§ INSTRUCTION A:
Which expenses does the college-funding passage list as qualified higher educational expenses for a Section 529 account?
§ INSTRUCTION B:
Could you continue the college-funding passage with the next part, starting after its final sentence?

It is often said that education is the best investment that anyone can make. As parents and grandparents we want to provide our children and grandchildren with the opportunity to develop their talents and skills to their fullest extent and encourage them to “reach for the stars”.  There are various planning strategies that family members can use to help pay for college education expenses, each of which has advantages and disadvantages that must be evaluated based on the family member’s individual circumstances. 

One option is to establish a trust for the benefit of your grandchildren to pay for college expenses.  You can establish and fund a trust during your lifetime or you can include provisions in your will that create the trust upon your death. A trust created during your lifetime can either be irrevocable or revocable. Funds that are transferred to an irrevocable trust are gifts – once they are given they cannot be taken back.  A revocable trust allows you to retain full control of your assets during your lifetime and provides for the distribution of trust assets upon your death without probate.  However the assets in a revocable trust are not protected from claims by your creditors.  With any type of trust you will need to consider whom you want to name as the trustee to manage the trust, including alternate trustees in the event the primary trustee is unable or unwilling to serve, whether you want to have a single trust for all of your grandchildren or separate trusts for each grandchild, and whether the trust should be limited to educational expenses or whether the trustee should have discretion to make other types of distributions.  You will also need to include provisions that cover the possibility that a grandchild does not attend college, becomes disabled, or dies before the complete distribution of the trust.  You can name the trust, whether it is created by your will or created during your lifetime, as the beneficiary of a life insurance policy, brokerage account, or bank account. 

A popular way to set aside money for college expenses is to open a “Section 529” college savings plan account for a designated beneficiary, typically a family member, but any person can be named as a beneficiary.  Section 529 refers to the section of the Internal Revenue Code that sets forth the requirements that state-sponsored tuition programs must meet to quality for favorable federal income tax treatment.  Section 529 tuition programs include prepaid tuition plans (such as the Michigan Education Trust) and college savings plans.  Michigan’s college savings plan, the Michigan Education Savings Program (MESP), is managed by TIAA-CREF (Teachers Insurance and Annuity Association of America-College Retirement Equities Fund) and offers state income tax advantages as well as the federal tax advantages.  There is a wealth of information on the MESP website, www.misaves.com

Every state offers some type of Section 529 plan and you are not limited to Michigan’s plan; you can invest in any qualified state plan.  Funds invested in a Section 529 MESP account are not subject to federal or state income tax on the earnings that accrue. If money is withdrawn and used for qualified higher educational expenses, those distributions will be tax free. Qualified expenses include room and board (subject to certain limitations) as well as tuition, fees, and books.  If you create a Section 529 account for a grandchild you still retain some control over the account. You can change the beneficiary on the account to another family member of the beneficiary if, for example the original beneficiary doesn’t use all of the money or doesn’t need the money.  However if you need to “cash out” the account or you simply change your mind and want to withdraw the money for yourself you will pay a 10% penalty and will owe income tax on the earnings.  You can name a contingent owner for your Section 529 account who will automatically become the owner upon your death.  This will avoid probate of the account.

§ SOURCE MATERIAL:

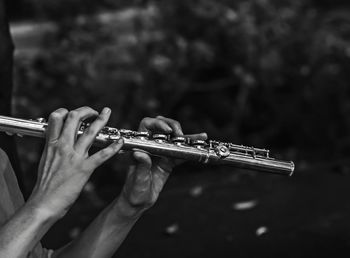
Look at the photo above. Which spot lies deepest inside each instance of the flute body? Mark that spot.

§ RIGHT ANSWER A:
Room and board (subject to certain limitations), tuition, fees, and books.

§ RIGHT ANSWER B:
Some clients set up “in trust for” accounts at financial institutions or brokerage firms, naming a grandchild as the beneficiary, with the intention of using the funds for the grandchild’s college education.  These accounts are essentially a revocable trust.  If you open this type of account you can freely withdraw money during your lifetime.  Upon your death the account will pass to your named beneficiary who, assuming he/she is over the age of 18, is then free to do whatever he/she pleases with the money. 

These “in trust for” accounts are sometimes confused with accounts that are created under the Uniform Transfers to Minors Act (UTMA accounts).  However an UTMA account is treated as a gift to the minor which is held by a custodian for the minor’s benefit. Usually the person who creates the account names him/herself as the custodian.  The custodian can withdraw the money in the account but has a legal obligation to use the money for the minor’s benefit.  Furthermore, when the minor reaches age 18 (or age 21 if this was specified when the account was created), he/she becomes legally entitled to the funds in the account.

The rapidly escalating cost of higher education is making it more and more difficult for families to pay for college education expenses without incurring huge amounts of debt.  If you can afford it, helping your grandchildren with these expenses gives them a gift that, if they use it wisely, will last a lifetime and help them realize their dreams.